Задания для выполнения:
a: Перескажи короче абзац текста о Мише, который начинается словами «Середина 90-х была неплохим временем». Основные факты сохрани.
b: Приведи дословно отрывок текста о Мише от слов «Память любого врача» по слова «приехали слишком поздно.» включительно.

Память любого врача со стажем — кладезь жизненных историй. В свете бурно обсуждаемой темы доступа родителей к детям в реанимации, одной из таких историй делится практикующий врач Скорой помощи иеродиакон Феодорит (Сеньчуков).
Когда я работал в реанимации седьмой детской больницы города Москвы, был у нас один пациент — кажется, звали его Миша. Мальчишке было около трех лет, болел он тяжелой гидроцефалией — в народе эту болезнь иногда называют водянкой. Его прооперировали, наложили шунт (трубка для отвода жидкости из головы). Шунт забился, в больницу приехали слишком поздно.
Операция прошла успешно, отток восстановили, но сознание так и не вернулось — наступил апаллический синдром (так называемая «бодрствующая кома» — это когда глаза у больного открыты, есть хаотические движения конечностями, различаются сон и бодрствование, но никакой контакт невозможен, потому что нет и малейших признаков сознания). Полная стабильность в течение нескольких месяцев, и никакого просвета. Бесперспективный больной.
Середина 90-х была неплохим временем для медицины в крупных российских городах, а тем более — в столице. Реанимационные отделения открывались, причем на фоне всего прочего, происходящего на волне постперестроечной разрухи, даже неплохо обеспечивались. Тянули Мишу мы долго и, в принципе, могли бы тянуть еще. К тому же у нас было прекрасное духовное окормление — в седьмую детскую приходил известный московский священник отец Феодор Соколов, как пастырь поддерживая и маленьких пациентов, и их близких, и врачей.
Не последнюю роль батюшка сыграл и в моем духовном становлении, но сейчас речь не о том.
К Мише ежедневно приходила мама — молоденькая совсем, звали ее, как сейчас помню, Света — сама реанимационная медсестра, студентка медицинского вуза. Отец от них ушел, когда мальчик лежал у нас в реанимации.
В реанимацию вход родственникам разрешается только по особой договоренности не только с лечащим врачом, но и с руководством отделения — санитарно-гигиенические нормы здесь должны блюстись особенно тщательно. Но Свете мы шли навстречу и разрешали приходить почаще. Потому, что ее сын был бесперспективным. Совсем. С точки зрения медицины у него не было ни малейшего шанса.
Это был тот редкий случай, когда традиционные пафосные слова о долге матери, несении креста и так далее теряют всякий смысл. Единственное, что могла сделать Света для своего ребенка — это забрать его домой. Он не нуждался ни в какой помощи, кроме постоянного круглосуточного ухода. Работать она бы не смогла.

Исходные данные:
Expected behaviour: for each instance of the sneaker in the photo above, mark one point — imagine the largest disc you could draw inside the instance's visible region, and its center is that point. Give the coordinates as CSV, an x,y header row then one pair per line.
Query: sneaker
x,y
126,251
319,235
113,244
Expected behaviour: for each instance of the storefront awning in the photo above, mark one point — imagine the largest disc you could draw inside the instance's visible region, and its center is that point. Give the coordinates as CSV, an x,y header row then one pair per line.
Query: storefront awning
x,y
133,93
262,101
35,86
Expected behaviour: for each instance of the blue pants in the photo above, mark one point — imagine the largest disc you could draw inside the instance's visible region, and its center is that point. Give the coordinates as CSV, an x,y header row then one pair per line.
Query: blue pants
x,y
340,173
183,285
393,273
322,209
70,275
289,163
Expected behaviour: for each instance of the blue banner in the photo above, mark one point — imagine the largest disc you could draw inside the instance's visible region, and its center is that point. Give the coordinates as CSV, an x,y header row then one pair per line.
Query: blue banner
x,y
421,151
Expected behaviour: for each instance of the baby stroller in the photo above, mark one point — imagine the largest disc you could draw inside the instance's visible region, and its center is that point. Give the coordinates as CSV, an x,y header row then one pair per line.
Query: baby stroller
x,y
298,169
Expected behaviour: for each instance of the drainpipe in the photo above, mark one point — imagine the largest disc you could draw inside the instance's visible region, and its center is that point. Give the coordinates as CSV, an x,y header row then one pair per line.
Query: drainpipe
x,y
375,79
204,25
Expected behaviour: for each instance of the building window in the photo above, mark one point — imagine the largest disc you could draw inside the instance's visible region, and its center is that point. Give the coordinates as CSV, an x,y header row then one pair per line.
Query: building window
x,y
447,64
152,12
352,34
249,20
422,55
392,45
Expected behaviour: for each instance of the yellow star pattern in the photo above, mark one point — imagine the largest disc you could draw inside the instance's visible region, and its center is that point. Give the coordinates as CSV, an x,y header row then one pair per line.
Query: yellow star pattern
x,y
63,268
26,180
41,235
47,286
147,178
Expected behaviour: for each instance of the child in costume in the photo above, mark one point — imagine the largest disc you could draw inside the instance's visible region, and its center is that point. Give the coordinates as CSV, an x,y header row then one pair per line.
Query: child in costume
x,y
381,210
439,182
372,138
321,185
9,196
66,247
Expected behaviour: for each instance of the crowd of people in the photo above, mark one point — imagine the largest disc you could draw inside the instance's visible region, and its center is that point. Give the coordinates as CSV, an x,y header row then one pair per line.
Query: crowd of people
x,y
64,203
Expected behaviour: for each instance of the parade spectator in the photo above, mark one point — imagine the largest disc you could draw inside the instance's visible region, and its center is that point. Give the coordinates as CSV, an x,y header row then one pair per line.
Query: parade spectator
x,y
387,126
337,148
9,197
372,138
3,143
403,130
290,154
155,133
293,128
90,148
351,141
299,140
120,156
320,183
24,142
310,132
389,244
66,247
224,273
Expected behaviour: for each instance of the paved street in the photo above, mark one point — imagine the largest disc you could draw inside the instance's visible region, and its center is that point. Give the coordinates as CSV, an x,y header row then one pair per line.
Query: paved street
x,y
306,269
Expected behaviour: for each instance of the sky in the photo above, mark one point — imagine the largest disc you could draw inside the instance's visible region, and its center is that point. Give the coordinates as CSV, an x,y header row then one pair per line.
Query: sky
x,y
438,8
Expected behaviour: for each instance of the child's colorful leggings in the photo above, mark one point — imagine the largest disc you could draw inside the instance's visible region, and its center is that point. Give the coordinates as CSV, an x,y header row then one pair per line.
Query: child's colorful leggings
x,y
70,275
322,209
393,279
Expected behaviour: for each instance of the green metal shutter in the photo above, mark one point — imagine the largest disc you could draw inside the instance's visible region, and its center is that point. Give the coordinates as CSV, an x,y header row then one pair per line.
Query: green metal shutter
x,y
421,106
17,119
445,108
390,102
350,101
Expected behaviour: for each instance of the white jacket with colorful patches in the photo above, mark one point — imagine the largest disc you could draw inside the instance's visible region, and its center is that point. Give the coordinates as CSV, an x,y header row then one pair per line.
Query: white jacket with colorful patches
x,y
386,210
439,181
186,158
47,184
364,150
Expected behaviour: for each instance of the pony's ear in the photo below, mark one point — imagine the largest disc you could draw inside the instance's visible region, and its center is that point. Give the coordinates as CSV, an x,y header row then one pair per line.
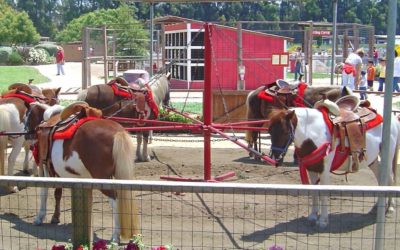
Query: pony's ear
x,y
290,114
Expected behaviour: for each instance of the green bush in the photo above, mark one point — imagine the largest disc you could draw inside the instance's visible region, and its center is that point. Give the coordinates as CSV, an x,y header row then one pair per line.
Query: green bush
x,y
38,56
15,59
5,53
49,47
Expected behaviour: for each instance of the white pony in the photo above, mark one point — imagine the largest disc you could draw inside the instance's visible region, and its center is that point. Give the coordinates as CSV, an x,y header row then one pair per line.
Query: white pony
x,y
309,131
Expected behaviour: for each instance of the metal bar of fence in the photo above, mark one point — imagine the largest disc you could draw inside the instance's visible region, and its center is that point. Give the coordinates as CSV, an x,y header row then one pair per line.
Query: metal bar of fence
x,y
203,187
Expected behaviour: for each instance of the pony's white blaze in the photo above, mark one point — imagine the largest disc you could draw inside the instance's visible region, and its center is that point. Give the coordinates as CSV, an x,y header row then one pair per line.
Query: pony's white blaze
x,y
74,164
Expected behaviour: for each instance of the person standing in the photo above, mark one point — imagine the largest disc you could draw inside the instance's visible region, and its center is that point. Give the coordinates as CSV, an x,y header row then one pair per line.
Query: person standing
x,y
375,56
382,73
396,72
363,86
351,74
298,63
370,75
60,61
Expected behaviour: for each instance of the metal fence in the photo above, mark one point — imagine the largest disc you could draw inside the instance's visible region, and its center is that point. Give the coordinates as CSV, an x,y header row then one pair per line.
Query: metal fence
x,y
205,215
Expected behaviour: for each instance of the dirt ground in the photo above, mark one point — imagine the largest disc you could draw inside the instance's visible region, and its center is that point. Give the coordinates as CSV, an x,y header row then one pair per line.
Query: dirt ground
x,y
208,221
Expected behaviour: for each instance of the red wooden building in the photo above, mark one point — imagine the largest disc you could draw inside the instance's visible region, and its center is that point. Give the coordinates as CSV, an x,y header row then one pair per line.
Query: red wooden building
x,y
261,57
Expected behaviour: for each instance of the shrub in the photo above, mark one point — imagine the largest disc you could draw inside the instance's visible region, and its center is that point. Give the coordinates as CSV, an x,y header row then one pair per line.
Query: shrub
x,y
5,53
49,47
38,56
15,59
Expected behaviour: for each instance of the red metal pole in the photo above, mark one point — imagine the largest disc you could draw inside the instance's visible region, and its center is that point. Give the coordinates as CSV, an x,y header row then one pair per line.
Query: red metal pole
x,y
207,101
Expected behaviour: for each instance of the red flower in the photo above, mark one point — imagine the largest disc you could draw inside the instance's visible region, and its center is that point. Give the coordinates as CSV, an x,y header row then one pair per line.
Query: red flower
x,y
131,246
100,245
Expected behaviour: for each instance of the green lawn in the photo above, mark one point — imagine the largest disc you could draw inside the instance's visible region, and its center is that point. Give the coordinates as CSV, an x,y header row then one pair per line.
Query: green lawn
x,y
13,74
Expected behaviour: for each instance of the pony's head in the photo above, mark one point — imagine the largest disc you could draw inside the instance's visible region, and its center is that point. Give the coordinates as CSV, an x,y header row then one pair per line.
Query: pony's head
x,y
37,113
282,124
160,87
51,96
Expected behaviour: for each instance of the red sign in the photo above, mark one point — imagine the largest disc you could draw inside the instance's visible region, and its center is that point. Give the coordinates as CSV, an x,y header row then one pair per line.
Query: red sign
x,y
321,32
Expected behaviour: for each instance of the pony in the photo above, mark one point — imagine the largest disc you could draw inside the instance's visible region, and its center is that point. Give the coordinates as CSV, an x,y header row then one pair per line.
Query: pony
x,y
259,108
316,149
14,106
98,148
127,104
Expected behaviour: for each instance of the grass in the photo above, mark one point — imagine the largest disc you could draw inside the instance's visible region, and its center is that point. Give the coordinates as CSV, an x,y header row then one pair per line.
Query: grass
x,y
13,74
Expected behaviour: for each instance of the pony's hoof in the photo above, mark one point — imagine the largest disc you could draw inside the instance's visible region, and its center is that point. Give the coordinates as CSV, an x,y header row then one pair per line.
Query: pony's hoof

Выполненные задания:
a: В середине 90-х медицине в крупных российских городах, и особенно в Москве, жилось неплохо. Несмотря на постперестроечную разруху, открывались реанимационные отделения, и снабжали их вполне прилично. Поэтому Мишу поддерживали долго и могли поддерживать дальше. Кроме того, в седьмую детскую больницу приходил известный московский священник отец Феодор Соколов. Он поддерживал маленьких пациентов, их родных и врачей.

b:
Память любого врача со стажем — кладезь жизненных историй. В свете бурно обсуждаемой темы доступа родителей к детям в реанимации, одной из таких историй делится практикующий врач Скорой помощи иеродиакон Феодорит (Сеньчуков).
Когда я работал в реанимации седьмой детской больницы города Москвы, был у нас один пациент — кажется, звали его Миша. Мальчишке было около трех лет, болел он тяжелой гидроцефалией — в народе эту болезнь иногда называют водянкой. Его прооперировали, наложили шунт (трубка для отвода жидкости из головы). Шунт забился, в больницу приехали слишком поздно.